# [Exercise requirements]
In the part of the records that opens with the line containing "truck shown in the photo above." and runs through the end of the records, change every "mud flap" to "splash guard" and leave everything else unchanged.

━━ Input for this task

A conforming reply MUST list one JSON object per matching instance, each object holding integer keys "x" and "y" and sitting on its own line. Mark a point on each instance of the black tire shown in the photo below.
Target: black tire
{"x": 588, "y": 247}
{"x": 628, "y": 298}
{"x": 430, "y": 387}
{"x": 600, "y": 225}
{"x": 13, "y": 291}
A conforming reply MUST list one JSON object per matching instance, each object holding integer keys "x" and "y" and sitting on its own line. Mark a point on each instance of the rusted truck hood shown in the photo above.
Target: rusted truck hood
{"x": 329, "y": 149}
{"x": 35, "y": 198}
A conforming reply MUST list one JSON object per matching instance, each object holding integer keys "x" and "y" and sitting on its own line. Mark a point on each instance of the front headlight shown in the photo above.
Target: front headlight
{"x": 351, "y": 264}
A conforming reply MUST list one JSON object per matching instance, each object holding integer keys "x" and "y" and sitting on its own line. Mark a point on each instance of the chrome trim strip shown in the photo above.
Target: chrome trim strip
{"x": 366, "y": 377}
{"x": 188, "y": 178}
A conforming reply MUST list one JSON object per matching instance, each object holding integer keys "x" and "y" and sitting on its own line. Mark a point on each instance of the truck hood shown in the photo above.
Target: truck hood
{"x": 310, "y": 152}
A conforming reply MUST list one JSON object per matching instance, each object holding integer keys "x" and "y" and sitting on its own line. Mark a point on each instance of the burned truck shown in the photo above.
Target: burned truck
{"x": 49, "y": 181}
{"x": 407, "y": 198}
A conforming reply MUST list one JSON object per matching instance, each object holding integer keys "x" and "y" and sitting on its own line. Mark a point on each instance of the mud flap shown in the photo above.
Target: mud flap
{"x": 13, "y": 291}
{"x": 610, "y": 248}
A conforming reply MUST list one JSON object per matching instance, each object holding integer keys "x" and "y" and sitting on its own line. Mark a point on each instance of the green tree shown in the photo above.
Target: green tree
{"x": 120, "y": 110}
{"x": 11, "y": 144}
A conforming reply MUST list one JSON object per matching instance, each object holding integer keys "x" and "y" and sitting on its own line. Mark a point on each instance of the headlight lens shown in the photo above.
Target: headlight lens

━━━━

# [Final result]
A conforming reply MUST list one JSON object per matching instance, each object holding integer keys "x" and "y" and sitting on its own line. Mark a point on each instance of the burned truck shown in the photo above.
Target: burned truck
{"x": 49, "y": 181}
{"x": 407, "y": 198}
A conforming reply MUST list one JSON object per matching instance, each object holding integer keys "x" and "y" and sitting on its own line. Mark a point on each instance of the splash guard shown in the photo above.
Target: splash guard
{"x": 13, "y": 291}
{"x": 610, "y": 248}
A conforming reply MUST list one JSON object per matching instance, each object holding integer keys "x" and "y" and sitting on its own line. Mark a point on each instance of the green tree shown in the photo above.
Target: green tree
{"x": 120, "y": 110}
{"x": 11, "y": 144}
A conforming reply MUST list one JSON object per matching instance, each object holding integer keys "x" and "y" and sitting on its own line. Mark a point on each instance of the headlight lens shown in the photo above.
Target: headlight lens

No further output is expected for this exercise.